:: PAGE EXCERPT ::
SEG-Y Rev 2 again: little-endian is legal!

Big news! Little-endian byte order is finally legal in SEG-Y files.

That's not all. I already spilled the beans on 64-bit floats. You can now have up to 18 quintillion traces (18 exatraces?) in a seismic line. And, finally, the hyphen confusion is cleared up: it's 'SEG-Y', with a hyphen. All this is spelled out in the new SEG-Y specification, Revision 2.0, which was officially released yesterday after at least five years in the making. Congratulations to Jill Lewis, Rune Hagelund, Stewart Levin, and the rest of the SEG Technical Standards Committee

Back up a sec: what's an endian?

Whenever you have to think about the order of bytes (the 8-bit chunks in a 'word' of 32 bits, for example) — for instance when you send data down a wire, or store bytes in memory, or in a file on disk — you have to decide if you're Roman Catholic or Church of England.

What?

It's not really about religion. It's about eggs.

In one of the more obscure satirical analogies in English literature, Jonathan Swift wrote about the ideological tussle between between two factions of Lilliputians in Gulliver's Travels (1726). The Big-Endians liked to break their eggs at the big end, while the Little-Endians preferred the pointier option. Chaos ensued.

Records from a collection
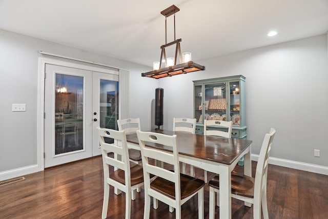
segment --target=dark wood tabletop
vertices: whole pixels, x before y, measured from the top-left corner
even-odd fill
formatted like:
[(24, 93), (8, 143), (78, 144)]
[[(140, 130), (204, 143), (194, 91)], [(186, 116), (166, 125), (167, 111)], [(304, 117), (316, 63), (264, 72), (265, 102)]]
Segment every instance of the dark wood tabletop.
[[(152, 131), (170, 135), (176, 134), (180, 154), (227, 165), (233, 163), (252, 144), (252, 141), (239, 138), (227, 138), (158, 129)], [(138, 144), (136, 133), (127, 134), (127, 141), (128, 143)], [(161, 145), (151, 143), (147, 143), (146, 145), (172, 151), (169, 148)]]

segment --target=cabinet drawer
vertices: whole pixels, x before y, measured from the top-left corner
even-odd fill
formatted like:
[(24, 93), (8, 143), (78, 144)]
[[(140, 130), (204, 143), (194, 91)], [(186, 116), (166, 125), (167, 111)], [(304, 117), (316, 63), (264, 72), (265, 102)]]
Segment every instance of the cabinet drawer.
[(195, 133), (196, 134), (203, 134), (204, 127), (200, 126), (196, 126), (196, 130), (195, 130)]

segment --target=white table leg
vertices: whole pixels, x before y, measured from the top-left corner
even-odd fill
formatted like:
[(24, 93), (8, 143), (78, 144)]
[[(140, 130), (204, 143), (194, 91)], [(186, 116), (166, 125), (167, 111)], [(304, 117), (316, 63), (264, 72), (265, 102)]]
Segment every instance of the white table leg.
[[(118, 159), (120, 161), (121, 161), (122, 157), (121, 157), (121, 155), (118, 155), (117, 153), (114, 153), (114, 158), (116, 159), (116, 160), (118, 160)], [(116, 167), (114, 167), (114, 170), (115, 171), (116, 170), (117, 170), (117, 168)], [(121, 193), (122, 193), (122, 191), (121, 190), (120, 190), (119, 189), (118, 189), (116, 187), (114, 187), (114, 193), (115, 195), (119, 195)]]
[[(251, 160), (251, 151), (244, 155), (244, 174), (249, 176), (252, 176), (252, 161)], [(252, 203), (245, 202), (245, 206), (252, 207)]]
[(220, 172), (220, 218), (231, 218), (231, 172), (222, 166)]

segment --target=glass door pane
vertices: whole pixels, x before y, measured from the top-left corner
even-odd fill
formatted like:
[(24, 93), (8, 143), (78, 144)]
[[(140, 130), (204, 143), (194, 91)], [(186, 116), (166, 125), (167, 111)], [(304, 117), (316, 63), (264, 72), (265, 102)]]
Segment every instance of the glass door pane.
[(100, 127), (118, 130), (118, 82), (100, 80)]
[(202, 123), (202, 93), (201, 90), (201, 85), (195, 85), (194, 87), (194, 106), (195, 109), (194, 111), (194, 118), (197, 120), (197, 123)]
[(230, 116), (234, 126), (240, 126), (240, 87), (239, 82), (230, 82)]
[[(97, 127), (118, 130), (118, 75), (93, 72), (93, 156), (101, 154)], [(106, 138), (108, 143), (112, 138)]]
[(225, 83), (205, 85), (205, 120), (227, 121), (225, 85)]
[(56, 73), (55, 155), (83, 150), (83, 86), (79, 76)]

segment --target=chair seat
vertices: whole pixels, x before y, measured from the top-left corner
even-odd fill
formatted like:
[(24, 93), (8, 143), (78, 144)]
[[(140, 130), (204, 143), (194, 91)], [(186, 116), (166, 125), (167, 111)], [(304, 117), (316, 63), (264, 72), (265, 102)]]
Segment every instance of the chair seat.
[[(130, 162), (131, 171), (131, 186), (139, 184), (144, 182), (144, 172), (142, 167), (140, 165)], [(124, 171), (121, 169), (114, 171), (109, 175), (109, 177), (120, 183), (125, 185)]]
[(136, 149), (129, 149), (129, 157), (130, 160), (135, 161), (141, 161), (142, 160), (140, 151)]
[[(255, 179), (252, 177), (236, 173), (231, 174), (231, 193), (238, 195), (254, 197)], [(209, 182), (209, 185), (219, 189), (219, 177), (215, 176)]]
[[(201, 189), (205, 184), (199, 178), (180, 173), (181, 198), (183, 199)], [(160, 177), (157, 177), (151, 184), (153, 189), (171, 198), (175, 198), (174, 183)]]

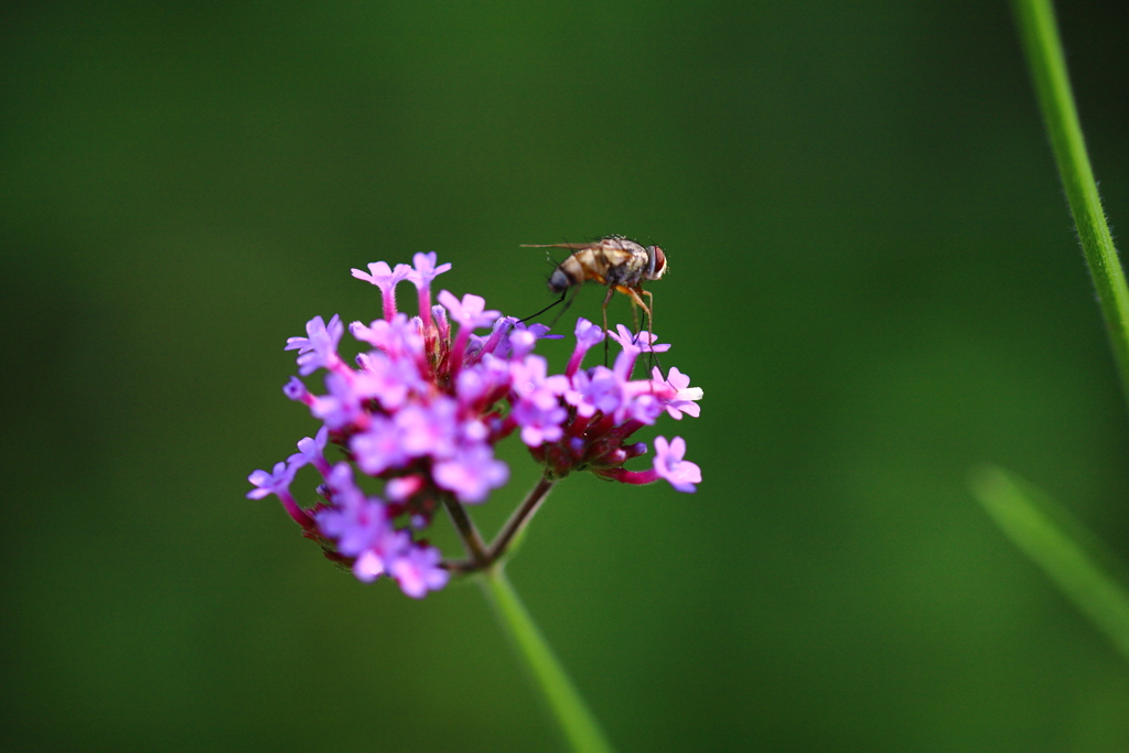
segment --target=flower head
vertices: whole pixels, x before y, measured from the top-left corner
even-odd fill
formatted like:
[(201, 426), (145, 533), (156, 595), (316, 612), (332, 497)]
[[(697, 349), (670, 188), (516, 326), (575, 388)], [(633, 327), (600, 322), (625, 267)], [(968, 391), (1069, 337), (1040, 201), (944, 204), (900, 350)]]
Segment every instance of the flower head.
[[(555, 336), (544, 325), (504, 317), (473, 295), (458, 298), (444, 290), (431, 305), (431, 282), (449, 269), (431, 252), (415, 254), (412, 265), (375, 262), (368, 272), (352, 270), (380, 289), (384, 317), (349, 325), (361, 347), (352, 365), (338, 353), (345, 329), (339, 316), (327, 323), (315, 316), (305, 338), (287, 341), (287, 350), (298, 351), (299, 376), (324, 371), (322, 392), (313, 384), (316, 377), (309, 386), (294, 377), (283, 387), (322, 427), (301, 439), (287, 462), (248, 478), (255, 488), (247, 497), (277, 496), (331, 560), (366, 583), (392, 579), (415, 598), (443, 588), (450, 573), (421, 534), (439, 507), (455, 515), (507, 483), (509, 469), (495, 446), (510, 435), (520, 437), (550, 481), (574, 471), (625, 483), (665, 479), (680, 491), (693, 491), (701, 481), (699, 467), (683, 459), (685, 443), (677, 437), (656, 439), (651, 470), (623, 467), (647, 450), (646, 444), (629, 441), (640, 427), (664, 411), (698, 415), (701, 389), (690, 387), (677, 369), (665, 379), (657, 368), (649, 379), (631, 379), (640, 353), (669, 345), (621, 326), (611, 333), (621, 348), (615, 367), (583, 369), (585, 354), (604, 333), (580, 319), (567, 369), (550, 374), (548, 361), (533, 353), (541, 340)], [(396, 309), (395, 287), (405, 280), (419, 291), (417, 316)], [(326, 459), (331, 444), (345, 459)], [(304, 508), (290, 487), (307, 465), (323, 482), (321, 501)], [(360, 475), (373, 480), (365, 489)]]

:: DIRECTIONS ::
(A) According to the SEG-Y post, how many traces can a seismic line now contain?
(B) Quote the SEG-Y post between "Whenever you have" and "Church of England.", inclusive.
(C) Turn the paragraph of the SEG-Y post that begins "That's not all." into a short bulleted list that keeps its main facts.
These entries play no part in the work here.

:: ANSWERS FOR THE EXERCISE ::
(A) Up to 18 quintillion traces.

(B)
Whenever you have to think about the order of bytes (the 8-bit chunks in a 'word' of 32 bits, for example) — for instance when you send data down a wire, or store bytes in memory, or in a file on disk — you have to decide if you're Roman Catholic or Church of England.

(C)
- 64-bit floats, which the writer had already revealed.
- A seismic line can now hold up to 18 quintillion traces.
- The name is spelled 'SEG-Y', with a hyphen.
- All of this is in SEG-Y specification Revision 2.0. It was officially released yesterday after at least five years in the making.
- Congratulations go to Jill Lewis, Rune Hagelund, Stewart Levin, and the rest of the SEG Technical Standards Committee.